#### [Given instruction]
Every record here should be printed again exactly.
-- BEGIN Records for processing --
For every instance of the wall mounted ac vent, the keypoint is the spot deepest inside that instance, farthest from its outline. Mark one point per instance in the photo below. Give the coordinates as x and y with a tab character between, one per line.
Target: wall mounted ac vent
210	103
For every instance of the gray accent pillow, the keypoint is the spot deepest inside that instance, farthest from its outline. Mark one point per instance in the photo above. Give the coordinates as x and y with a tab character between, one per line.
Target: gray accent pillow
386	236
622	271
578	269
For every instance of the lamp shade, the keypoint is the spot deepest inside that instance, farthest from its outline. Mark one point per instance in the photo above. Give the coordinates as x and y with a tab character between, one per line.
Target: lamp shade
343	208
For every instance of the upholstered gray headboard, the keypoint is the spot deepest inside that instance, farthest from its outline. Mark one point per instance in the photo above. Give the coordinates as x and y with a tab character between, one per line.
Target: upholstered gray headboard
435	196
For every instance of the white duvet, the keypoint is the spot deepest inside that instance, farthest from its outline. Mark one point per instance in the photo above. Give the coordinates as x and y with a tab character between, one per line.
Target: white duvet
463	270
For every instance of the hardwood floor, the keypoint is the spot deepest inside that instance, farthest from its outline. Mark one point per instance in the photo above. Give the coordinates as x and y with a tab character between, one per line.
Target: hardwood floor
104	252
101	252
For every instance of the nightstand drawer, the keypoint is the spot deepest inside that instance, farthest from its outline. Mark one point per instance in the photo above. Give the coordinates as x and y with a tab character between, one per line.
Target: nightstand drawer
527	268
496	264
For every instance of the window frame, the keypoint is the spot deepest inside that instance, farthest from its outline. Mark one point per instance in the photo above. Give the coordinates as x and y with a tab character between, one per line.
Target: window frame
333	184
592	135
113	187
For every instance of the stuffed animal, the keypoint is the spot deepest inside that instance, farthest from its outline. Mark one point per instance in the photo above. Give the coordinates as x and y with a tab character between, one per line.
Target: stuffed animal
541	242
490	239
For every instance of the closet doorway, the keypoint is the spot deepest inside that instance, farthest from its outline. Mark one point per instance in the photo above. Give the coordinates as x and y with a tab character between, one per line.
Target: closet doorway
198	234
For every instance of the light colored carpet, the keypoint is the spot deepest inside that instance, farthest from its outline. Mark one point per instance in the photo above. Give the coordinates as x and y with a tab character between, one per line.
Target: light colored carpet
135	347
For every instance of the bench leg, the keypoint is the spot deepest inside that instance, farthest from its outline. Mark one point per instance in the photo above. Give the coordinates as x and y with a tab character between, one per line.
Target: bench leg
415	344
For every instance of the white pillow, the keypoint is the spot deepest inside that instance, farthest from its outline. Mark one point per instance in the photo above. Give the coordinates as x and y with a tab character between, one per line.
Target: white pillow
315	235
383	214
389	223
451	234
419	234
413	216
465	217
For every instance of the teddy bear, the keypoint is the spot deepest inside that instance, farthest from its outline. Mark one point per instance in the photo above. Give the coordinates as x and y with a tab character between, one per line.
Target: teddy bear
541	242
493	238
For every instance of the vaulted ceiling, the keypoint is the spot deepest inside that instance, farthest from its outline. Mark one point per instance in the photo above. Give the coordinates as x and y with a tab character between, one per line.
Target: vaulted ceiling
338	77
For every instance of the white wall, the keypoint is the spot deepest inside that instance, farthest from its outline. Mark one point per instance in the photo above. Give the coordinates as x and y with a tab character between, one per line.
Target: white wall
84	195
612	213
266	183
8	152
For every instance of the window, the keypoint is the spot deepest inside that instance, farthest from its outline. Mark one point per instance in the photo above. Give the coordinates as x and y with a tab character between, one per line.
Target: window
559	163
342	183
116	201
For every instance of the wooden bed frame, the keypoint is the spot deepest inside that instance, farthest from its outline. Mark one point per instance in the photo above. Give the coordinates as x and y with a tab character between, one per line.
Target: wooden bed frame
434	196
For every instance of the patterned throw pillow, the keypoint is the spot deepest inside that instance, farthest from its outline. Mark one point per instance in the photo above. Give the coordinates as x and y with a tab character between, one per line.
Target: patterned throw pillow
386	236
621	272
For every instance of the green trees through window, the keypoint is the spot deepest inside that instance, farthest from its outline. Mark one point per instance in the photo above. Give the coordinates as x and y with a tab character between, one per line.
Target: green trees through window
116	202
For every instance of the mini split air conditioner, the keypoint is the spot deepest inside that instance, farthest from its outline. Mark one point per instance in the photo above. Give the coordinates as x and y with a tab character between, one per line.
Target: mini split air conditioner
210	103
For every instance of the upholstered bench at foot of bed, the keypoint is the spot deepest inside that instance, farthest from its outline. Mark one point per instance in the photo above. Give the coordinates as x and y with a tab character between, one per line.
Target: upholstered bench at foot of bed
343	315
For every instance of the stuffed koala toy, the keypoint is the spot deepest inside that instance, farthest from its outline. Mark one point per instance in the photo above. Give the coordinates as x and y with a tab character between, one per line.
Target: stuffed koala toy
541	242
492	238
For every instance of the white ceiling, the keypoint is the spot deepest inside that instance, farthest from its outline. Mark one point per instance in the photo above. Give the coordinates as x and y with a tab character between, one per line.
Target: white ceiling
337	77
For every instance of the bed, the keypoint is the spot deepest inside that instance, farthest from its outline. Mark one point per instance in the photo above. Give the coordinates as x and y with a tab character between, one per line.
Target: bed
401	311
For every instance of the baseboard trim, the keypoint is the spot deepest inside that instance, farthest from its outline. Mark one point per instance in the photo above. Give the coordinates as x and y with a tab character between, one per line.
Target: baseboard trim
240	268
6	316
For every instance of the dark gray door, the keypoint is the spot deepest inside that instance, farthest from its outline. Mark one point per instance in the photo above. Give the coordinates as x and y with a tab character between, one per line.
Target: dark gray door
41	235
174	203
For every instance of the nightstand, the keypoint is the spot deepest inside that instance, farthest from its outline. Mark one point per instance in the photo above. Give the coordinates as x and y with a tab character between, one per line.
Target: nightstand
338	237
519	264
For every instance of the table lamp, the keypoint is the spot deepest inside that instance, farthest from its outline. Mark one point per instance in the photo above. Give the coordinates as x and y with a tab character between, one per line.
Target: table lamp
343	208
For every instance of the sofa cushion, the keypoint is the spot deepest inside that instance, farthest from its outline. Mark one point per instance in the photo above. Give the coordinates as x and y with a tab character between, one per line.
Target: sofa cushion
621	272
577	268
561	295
-- END Records for processing --
#### [Written response]
For every instance of the wall mounted ac vent, the keypoint is the spot deepest inside that instance, farthest from its outline. Mark one point per instance in the photo below. Give the coordinates as x and y with a tab character between, one per line.
Target: wall mounted ac vent
210	103
For every instance of the gray accent pillow, the keypoint is the spot deepest inside that instance, farthest from its outline. Mark one point per instance in the photo above. Give the coordinates as x and y with a tab character between, one per line.
Target: gray accent pillow
386	236
622	271
578	269
For every instance of the lamp shade, the keypoint is the spot deepest inside that instance, farthest from its outline. Mark one point per instance in the photo above. Give the coordinates as x and y with a tab character between, one per line.
Target: lamp shade
343	208
For every instance of the upholstered gray headboard, the keypoint is the spot deepest inside that instance, farthest from its outline. Mark one point per instance in the photo above. Give the coordinates as x and y with a tab character between, one per line.
Target: upholstered gray headboard
435	196
For every instance of the white duvet, the keypoint is the spot deepest inside that instance, farthest from its outline. Mark one point per instance in the photo above. Give the coordinates as x and y with a tab character between, one per line.
Target: white duvet
463	270
For every instance of the hardwood floor, the keypoint is the spot deepest inside that instance, farthest from its outline. Mark one point per instance in the photo above. Give the coordinates as x and y with a tab character between, one per line.
Target: hardwood floor
104	252
101	252
For every instance of the nightstand drawer, the keypoint is the spot deepest inside that instance, farthest from its outline. Mark one point per instance in the photo above. Give the coordinates as x and y with a tab character between, one per line.
Target: nightstand drawer
527	268
496	264
For every instance of the window frame, the keypoint is the spot deepest inside that instance, farthest from its outline. Mark one point per instance in the photo above. Give the coordinates as x and y with a tab character between, one per line.
Target: window frame
333	184
592	135
113	187
For every instance of the stuffed animal, the keypoint is the spot deepest inside that instance, farthest from its outline. Mark one point per instance in the photo above. Give the coordinates as x and y with a tab character between, one per line.
Target: stuffed animal
541	242
490	239
For every instance of the closet doorway, the keypoint is the spot deepest inside that instance, farthest from its outline. Mark one point per instance in the photo above. Give the coordinates as x and y with a tab character between, one per line.
Target: closet doorway
198	234
For every instance of the light colored carpet, the keypoint is the spot deepest inside that instance, farthest from its outline. Mark one point per instance in the photo above. Give the coordinates as x and y with a tab character between, one per line.
Target: light colored carpet
135	347
For every instance of the bench leg, the keypoint is the spot deepest inside that instance, farthest from its outline. Mark one point per instance in the photo above. Give the coordinates as x and y with a tab character between, one per line.
Target: bench leg
415	344
For every instance of the white pillow, the keypoint is the spot deepest inside that instance, farthest from its outline. Mark one point per instance in the photo above. Give the coordinates as x and y with a tab character between, one per line.
Target: white pillow
315	235
383	214
389	223
451	234
419	234
413	216
465	217
For every instance of the teddy bear, the keypoint is the spot deepest inside that instance, farthest from its outline. Mark one point per instance in the photo above. Give the coordinates as x and y with a tab character between, one per line.
Target: teddy bear
541	242
493	238
For every instance of the vaulted ceiling, the keypoint is the spot deepest inside that instance, farthest from its outline. Mark one point per instance in the photo above. Give the coordinates as x and y with a tab character between, one per line.
Target: vaulted ceiling
338	77
For every instance of the white wall, the keypoint is the spot deepest inside that instance, farthest from its outline. Mark one point per instance in the photo above. Give the coordinates as x and y with a tab character between, one per line.
Target: white wall
84	195
612	213
266	183
8	152
For every instance of the window, the keypoint is the spot deepest inside that instance, farthest from its outline. Mark one point per instance in the photo above. Give the coordinates as x and y with a tab character between, one per line.
Target: window
559	163
342	183
116	201
For every instance of the wooden bed frame, the keypoint is the spot deepest inside that instance, farthest from its outline. Mark one point per instance in the photo above. Give the coordinates as x and y with a tab character between, one per line.
Target: wooden bed frame
434	196
For every instance of the patterned throw pillow, the keypoint is the spot deepest inside that instance, farthest from its outline. Mark one point per instance in the photo above. Give the coordinates as x and y with a tab character between, one per line.
Target: patterned throw pillow
386	236
621	272
For every instance of the green trees through window, the keypoint is the spot deepest inside that instance, farthest from its outline. Mark one point per instance in the photo above. Give the coordinates as x and y with a tab character between, one per line.
Target: green trees through window
116	202
For every instance of the mini split air conditioner, the keypoint is the spot deepest inside that instance, farthest from its outline. Mark one point per instance in the photo above. Give the coordinates as x and y with a tab character between, one per line.
Target: mini split air conditioner
210	103
For every instance of the upholstered bench at foot of bed, the keypoint is the spot deepest inside that instance, farthest from its outline. Mark one point per instance in the photo above. Give the coordinates as x and y with a tab character between, one per line.
Target: upholstered bench at foot of bed
343	315
For every instance of the stuffed koala toy, the keypoint is the spot deepest inside that instance, farthest from its outline. Mark one point per instance in the photo above. Give the coordinates as x and y with a tab character between, one per line.
Target: stuffed koala toy
541	242
492	238
For every instance of the white ceiling, the keypoint is the spot deepest inside that instance, farthest from its outline. Mark one point per instance in the photo above. Give the coordinates as x and y with a tab character between, one per line.
Target: white ceiling
337	77
For every instance of the bed, the keypoint is the spot deepest inside that instance, farthest from its outline. Mark one point per instance in the photo above. Give the coordinates as x and y with a tab character between, one per line.
Target: bed
401	311
For every instance of the baseboard trim, the keypoint is the spot deepest inside that instance, farthest from its outline. Mark one point per instance in the photo above. Give the coordinates as x and y with a tab character between, one per line.
Target: baseboard trim
240	268
6	316
For every instance of the dark gray door, the keypoint is the spot deepest inside that instance, farthest from its outline. Mark one point per instance in the photo above. Give the coordinates as x and y with a tab character between, one per line.
Target: dark gray door
41	235
174	203
For every instance of the nightstand, the keypoint is the spot deepest inside that instance, farthest from its outline. Mark one point per instance in the photo above. Give the coordinates as x and y with a tab character between, one per line.
Target: nightstand
338	237
519	264
For every instance of the table lamp, the keypoint is the spot deepest inside that instance, farthest from its outline. Mark one point per instance in the photo above. Give the coordinates as x and y with a tab character between, one per line.
Target: table lamp
343	208
For every instance of the sofa cushion, the keypoint is the spot deepest inside that instance, farthest from its outline. Mark one point per instance in the photo above. Give the coordinates as x and y with a tab character between, one per line.
Target: sofa cushion
621	272
577	268
561	295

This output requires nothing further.